= Document =
********************
Using HTCondor

Disclaimer

In my opinion, the official documentation for HTCondor is very good. Here is a link for submitting a job. Despite that, there aren't any complete examples that will help the average person get started immediately. So here are some examples that I think are complete enough for adapting to ones own coding needs.

Submitting Jobs to the Queue VIDEO

To run jobs on the tier3's worker nodes, a user needs an executable or wrapper script, as well as a submit script. The executable or wrapper script is what the user wants the worker nodes to run, while the submit script is what HTCondor uses to create the job.

Executable/Wrapper Script

This can be any form of an executable a user wants to run on a worker node, ranging from a simple unix command to a compiled executable to a complex shell script (also known as a wrapper script). This executable or wrapper script should include everything the user wants to run on the worker node, including copying/moving files from one place to another. Note: It is best practice to copy any code that will be run, as well as any data that will be runover, to the worker node. This avoids the issue of having the worker nodes constantly using home directory or work disk i/o, which could cause the login nodes or work disks to become slow.
********************
= Data supplied =
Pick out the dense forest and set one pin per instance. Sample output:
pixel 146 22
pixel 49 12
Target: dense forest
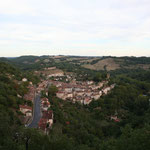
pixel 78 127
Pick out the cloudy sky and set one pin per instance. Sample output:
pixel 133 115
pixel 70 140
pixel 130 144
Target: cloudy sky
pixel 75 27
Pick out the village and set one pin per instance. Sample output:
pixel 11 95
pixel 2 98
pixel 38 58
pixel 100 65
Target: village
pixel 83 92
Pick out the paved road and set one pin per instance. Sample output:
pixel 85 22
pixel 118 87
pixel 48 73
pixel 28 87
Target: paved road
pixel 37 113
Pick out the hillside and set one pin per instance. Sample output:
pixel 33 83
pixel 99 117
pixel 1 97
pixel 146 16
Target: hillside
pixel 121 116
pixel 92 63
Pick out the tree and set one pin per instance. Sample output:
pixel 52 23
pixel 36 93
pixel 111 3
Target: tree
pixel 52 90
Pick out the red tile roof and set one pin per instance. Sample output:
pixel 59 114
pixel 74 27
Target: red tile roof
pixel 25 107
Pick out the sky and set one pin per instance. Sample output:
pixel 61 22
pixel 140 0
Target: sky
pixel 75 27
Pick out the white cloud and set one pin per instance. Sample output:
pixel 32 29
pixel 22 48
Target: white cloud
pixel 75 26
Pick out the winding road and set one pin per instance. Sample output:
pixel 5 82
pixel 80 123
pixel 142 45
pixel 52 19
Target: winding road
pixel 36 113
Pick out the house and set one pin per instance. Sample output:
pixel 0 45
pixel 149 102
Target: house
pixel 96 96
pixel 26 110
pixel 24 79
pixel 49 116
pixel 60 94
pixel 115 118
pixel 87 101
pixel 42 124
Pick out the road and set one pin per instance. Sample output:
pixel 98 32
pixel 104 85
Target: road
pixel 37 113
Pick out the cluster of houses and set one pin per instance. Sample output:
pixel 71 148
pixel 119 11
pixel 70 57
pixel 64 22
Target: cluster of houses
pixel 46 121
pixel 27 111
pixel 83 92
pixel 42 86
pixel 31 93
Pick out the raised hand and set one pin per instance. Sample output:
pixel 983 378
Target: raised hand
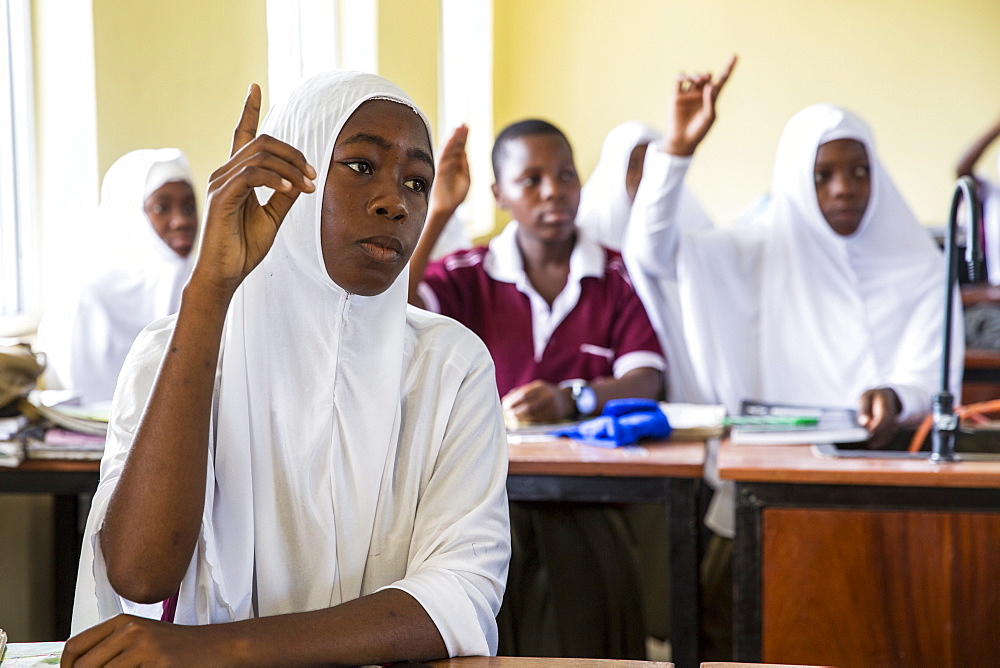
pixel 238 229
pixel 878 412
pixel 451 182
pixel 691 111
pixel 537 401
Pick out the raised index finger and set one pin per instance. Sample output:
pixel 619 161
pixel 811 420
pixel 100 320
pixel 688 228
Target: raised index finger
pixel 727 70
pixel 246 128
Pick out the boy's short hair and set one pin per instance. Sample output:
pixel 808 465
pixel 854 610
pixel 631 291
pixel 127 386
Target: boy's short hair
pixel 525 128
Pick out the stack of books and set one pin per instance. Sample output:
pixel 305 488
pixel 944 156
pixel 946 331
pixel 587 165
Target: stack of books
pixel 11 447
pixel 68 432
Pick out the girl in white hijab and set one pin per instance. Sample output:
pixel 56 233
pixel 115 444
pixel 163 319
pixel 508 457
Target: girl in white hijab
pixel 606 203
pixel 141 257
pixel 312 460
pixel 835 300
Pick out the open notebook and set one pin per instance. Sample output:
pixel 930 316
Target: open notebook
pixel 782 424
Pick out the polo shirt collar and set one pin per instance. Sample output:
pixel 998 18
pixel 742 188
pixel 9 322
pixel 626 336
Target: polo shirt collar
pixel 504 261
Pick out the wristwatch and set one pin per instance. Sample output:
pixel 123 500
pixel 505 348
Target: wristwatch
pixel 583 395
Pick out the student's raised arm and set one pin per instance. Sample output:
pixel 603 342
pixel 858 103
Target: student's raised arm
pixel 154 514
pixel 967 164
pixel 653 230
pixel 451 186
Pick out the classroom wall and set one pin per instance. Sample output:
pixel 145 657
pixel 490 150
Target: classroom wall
********************
= Exercises =
[a] According to the HTCondor guide, why should a user copy code and data to the worker node? Answer in one to three sentences.
[b] Mark each statement as yes or no according to the HTCondor guide, and quote the words from the guide that decide it. (i) The author thinks the official HTCondor documentation is very good. (ii) The submit script is what the worker nodes run. (iii) A complex shell script can serve as a wrapper script.
[c] Continue the HTCondor guide from the point where it ends.
The data has no connection to the HTCondor guide.

= Answers by task =
[a] Copying them keeps the worker nodes from constantly using home directory or work disk i/o. That heavy use could make the login nodes or work disks slow.

[b]
(i) Yes: "In my opinion, the official documentation for HTCondor is very good."
(ii) No: "the submit script is what HTCondor uses to create the job."
(iii) Yes: "a complex shell script (also known as a wrapper script)"

[c]
Wrapper Script Example:

#!/bin/bash
 
# Copy code and input files to worker node disk, then cd to that space.
cp -r /pathToCode/code $TMPDIR/
cp /pathToInputs/inputFile.root $TMPDIR/
cd $TMPDIR/
 
# Compile code
cd code/
make
cd ..
 
# Run code on input file and get output file
./code/framework inputFile.root outputFile.root
 
# Copy output file to workdisk
mv outputFile.root /pathToWorkDisk/
 
# Cleanup
rm -fr ./*

Submit Script

The submit script is what HTCondor uses to create a job. An example is given below:

# Specify condor environment job should use
universe=vanilla
# Specify executable or wrapper script job will run
executable=wrapper.sh
 
# Specify log, output, and error files location and names
# Any of the below could also be given a path to where the file should be created
log = job.log
output = job.out
error = job.error
 
# Request resources
request_cpus = 1
request_disk = 20MB
request_memory = 20MB
 
# Queue some number of jobs
queue 1

The example submit script above will be used to create one job that runs "wrapper.sh" on a worker node. The different variables are defined below:
  • universe: the condor environment the job will be run with, this should usually be vanilla so no further description will be given.
  • executable: the executable or wrapper script to be run on the worker node.
  • log: the location and name of the condor log file, this records information on how long the job has been running as well as information on resource uses such as memory and disk space.
  • output: the location and name of the file that records the standard output of the job.
  • error: the location and name of the file that records the standard error of the job.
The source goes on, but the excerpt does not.